───── Data listing

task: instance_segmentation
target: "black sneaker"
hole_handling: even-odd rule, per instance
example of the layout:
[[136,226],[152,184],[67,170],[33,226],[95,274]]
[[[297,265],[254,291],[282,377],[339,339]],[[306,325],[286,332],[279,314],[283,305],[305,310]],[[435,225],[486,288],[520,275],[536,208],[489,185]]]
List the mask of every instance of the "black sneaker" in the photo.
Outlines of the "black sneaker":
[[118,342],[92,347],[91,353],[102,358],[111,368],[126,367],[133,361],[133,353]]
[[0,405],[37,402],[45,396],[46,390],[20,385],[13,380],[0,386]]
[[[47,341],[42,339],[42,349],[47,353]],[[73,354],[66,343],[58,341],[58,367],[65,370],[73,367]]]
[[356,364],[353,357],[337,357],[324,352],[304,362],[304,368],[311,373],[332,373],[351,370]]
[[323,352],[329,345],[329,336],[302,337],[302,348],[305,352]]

──────────

▶ _What is expected_:
The response should be a verbatim transcription of the data.

▶ _Task answer_:
task: instance_segmentation
target: "black sneaker"
hole_handling: even-odd rule, per instance
example of the layout:
[[136,226],[152,184],[67,170],[33,226],[95,274]]
[[[297,265],[254,291],[282,377],[339,339]],[[306,325],[286,332],[279,314],[283,305],[305,310]],[[435,225],[486,288],[520,275],[536,208],[489,185]]]
List the mask of every instance of the "black sneaker" in the photo.
Outlines of the "black sneaker":
[[118,342],[92,347],[91,353],[102,358],[111,368],[126,367],[133,361],[133,353]]
[[0,405],[37,402],[45,396],[46,390],[20,385],[13,380],[0,386]]
[[[47,341],[42,339],[42,349],[47,353]],[[73,354],[66,343],[58,341],[58,367],[65,370],[73,367]]]
[[356,364],[353,357],[337,357],[324,352],[304,362],[304,368],[311,373],[332,373],[351,370]]
[[323,352],[329,345],[329,336],[302,337],[302,348],[305,352]]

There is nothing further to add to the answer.